*Фрагмент текста:*

Владимир Арсеньев - Жизнь и приключение в тайге
Отдельные части этой главы встречаются в главе 2-й СА, но в общем по материалу и композиции газетный текст представляется совершенно отличным и самостоятельным; так, например, в СА очень кратко (стр. 31) упоминается о катастрофе с перевернутой лодкой; в тексте «Приамурья» этот эпизод описан более подробно и изобилует рядом художественных деталей. Отсутствует в СА и описание занятий путешественника во время «вынужденного простоя» в работе из-за дурной погоды.
{1 }В. К. Арсеньев наряду с принятыми названиями птиц и рыб пользуется и местными; в данном случае — «линьком» именуется ленок. Впрочем, в последующих главах он пишет «ленок».
113
Речка Гобилли у Арсеньева (также и у Дзюля) именуется Горбилли; описание этой речки — в СТ (стр. 84). Фанза Тахсале в газетном тексте в настоящем издании приводится в правильном именовании. Подробнее обозначена всюду: Таксаме.
114
Напечатано: «Приамурье», № 625, от 23 августа 1908 г.
Частично соответствует заключительным страницам 2-й главы СА. В последней более подробно описано камлание; о нем же упоминает и Дзюль; В. К. Арсеньеву удалось во время этой экспедиции наблюдать еще одно камлание (зимой 1909 г.); оно подробно описано в очерке «Лесные люди…» (т. V, стр. 182–185).
{1} Страстный охотник-И. А. Дзюль, спутник В. К. Арсеньева по экспедиции 1908 г.; И. А. Дзюль был начальником ж.-д. станции Корфовская (в 30 км от Хабаровска); на этой маленькой станции он жил исключительно ради охоты (в том числе и на тигров), упорно отказываясь от переводов на более крупные станции или в управление железной дороги. В. К. Арсеньев неоднократно и подолгу живал у него на ст. Корфовской, спасаясь от «городской сутолоки»; там же он написал ряд глав своей первой книги. И. А. Дзюль был сотрудником журнала «Наша охота», в котором напечатал очерк «В тайге» о совместном путешествии с В. К. Арсеньевым, и ряд мелких заметок и рецензий.

(Блок данных)

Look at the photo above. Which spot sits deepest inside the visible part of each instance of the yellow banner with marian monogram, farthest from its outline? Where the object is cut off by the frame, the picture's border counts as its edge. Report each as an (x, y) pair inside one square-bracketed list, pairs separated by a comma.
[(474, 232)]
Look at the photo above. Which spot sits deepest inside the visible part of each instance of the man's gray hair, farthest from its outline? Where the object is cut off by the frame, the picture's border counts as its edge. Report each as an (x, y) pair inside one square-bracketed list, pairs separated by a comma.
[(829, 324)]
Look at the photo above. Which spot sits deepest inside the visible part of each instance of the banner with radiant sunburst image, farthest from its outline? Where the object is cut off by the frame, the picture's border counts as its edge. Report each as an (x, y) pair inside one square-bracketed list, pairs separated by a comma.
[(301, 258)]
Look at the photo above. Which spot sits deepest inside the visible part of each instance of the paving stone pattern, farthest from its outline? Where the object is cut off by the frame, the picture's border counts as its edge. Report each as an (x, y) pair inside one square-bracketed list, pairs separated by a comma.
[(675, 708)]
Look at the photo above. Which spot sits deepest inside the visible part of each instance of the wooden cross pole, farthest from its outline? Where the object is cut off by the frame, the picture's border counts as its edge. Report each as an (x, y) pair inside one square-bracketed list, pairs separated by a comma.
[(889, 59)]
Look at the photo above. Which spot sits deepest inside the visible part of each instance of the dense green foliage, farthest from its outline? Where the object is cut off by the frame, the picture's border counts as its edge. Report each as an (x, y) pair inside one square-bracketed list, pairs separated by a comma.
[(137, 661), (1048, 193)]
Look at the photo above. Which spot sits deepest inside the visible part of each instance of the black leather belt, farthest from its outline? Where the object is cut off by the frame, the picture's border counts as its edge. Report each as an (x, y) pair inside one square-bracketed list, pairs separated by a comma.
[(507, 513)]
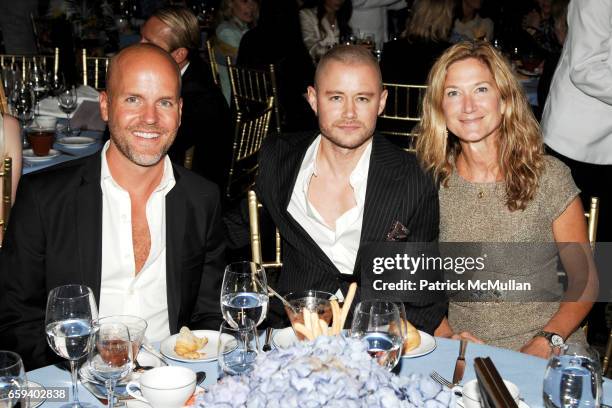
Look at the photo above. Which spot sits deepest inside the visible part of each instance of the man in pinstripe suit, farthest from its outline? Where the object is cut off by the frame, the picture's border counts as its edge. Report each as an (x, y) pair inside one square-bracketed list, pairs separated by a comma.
[(332, 192)]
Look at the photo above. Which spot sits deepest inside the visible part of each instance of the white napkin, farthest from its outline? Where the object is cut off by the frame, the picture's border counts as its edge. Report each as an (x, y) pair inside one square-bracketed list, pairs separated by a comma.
[(49, 107)]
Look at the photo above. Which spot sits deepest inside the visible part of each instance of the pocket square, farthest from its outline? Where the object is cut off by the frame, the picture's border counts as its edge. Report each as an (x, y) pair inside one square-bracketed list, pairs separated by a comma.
[(398, 232)]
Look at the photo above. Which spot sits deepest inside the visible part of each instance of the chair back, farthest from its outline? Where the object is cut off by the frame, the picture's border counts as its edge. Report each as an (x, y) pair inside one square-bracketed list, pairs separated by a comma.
[(212, 59), (253, 88), (93, 70), (5, 203), (254, 225), (402, 113), (249, 134)]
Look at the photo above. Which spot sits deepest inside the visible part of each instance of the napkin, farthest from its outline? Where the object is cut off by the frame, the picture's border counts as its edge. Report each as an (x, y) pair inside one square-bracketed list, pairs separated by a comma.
[(49, 107)]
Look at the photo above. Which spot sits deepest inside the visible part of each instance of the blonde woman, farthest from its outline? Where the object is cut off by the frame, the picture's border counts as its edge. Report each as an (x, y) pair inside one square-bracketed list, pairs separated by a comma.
[(480, 140)]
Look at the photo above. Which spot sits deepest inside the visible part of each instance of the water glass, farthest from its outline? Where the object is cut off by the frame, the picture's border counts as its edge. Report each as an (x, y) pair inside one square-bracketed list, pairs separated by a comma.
[(71, 310), (12, 378), (378, 323), (111, 357), (237, 348), (573, 378), (244, 294)]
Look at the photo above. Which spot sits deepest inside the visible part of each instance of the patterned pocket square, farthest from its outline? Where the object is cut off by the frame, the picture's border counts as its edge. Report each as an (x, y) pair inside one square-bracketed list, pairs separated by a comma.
[(398, 232)]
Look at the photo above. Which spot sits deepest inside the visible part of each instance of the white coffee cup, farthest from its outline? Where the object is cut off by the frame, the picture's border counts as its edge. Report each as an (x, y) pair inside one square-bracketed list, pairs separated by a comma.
[(471, 393), (164, 387)]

*Задание к выполнению:* Продолжите примечания к газетным очеркам В. К. Арсеньева об экспедиции 1908 года, начав сразу после последнего приведенного в них предложения.

*Результат выполнения:*
115
В СА В. К. Арсеньев приводит любопытные детали, иллюстрирующие страх удэхейцев перед рекой Гобилли; никто из них не отваживался зайти в ее верховья: про ее истоки «ходили нехорошие слухи: там темно, всегда идут дожди, дуют холодные ветры; там царство голода и смерти» (III, стр. 56). Одну из маленьких горных речек, впадающих в Гобилли, удэхейцы впоследствии назвали «Чжанге уоляни», то есть «ключик на перевал, по которому прошел Чжанге» (IV, стр. 84). Именем Чжанге удэхейцы называли Арсеньева.
116
Напечатано: «Приамурье», № 650, от 24 сентября 1908 г.
Настоящая глава не имеет прямого соответствия с СА; отдельные замечания об уссурийских лесах, конечно, встречаются, но такой цельной сводной картины, как здесь, в книге нет. Сводку своих наблюдений об уссурийских лесах, сделанных во время экспедиций 1908, 1909, 1926 и 1927 гг., В. К. Арсеньев дал в СТ (стр. 134–135) и в «Кратком очерке» (стр. 108–117); т. V, стр. 25–33).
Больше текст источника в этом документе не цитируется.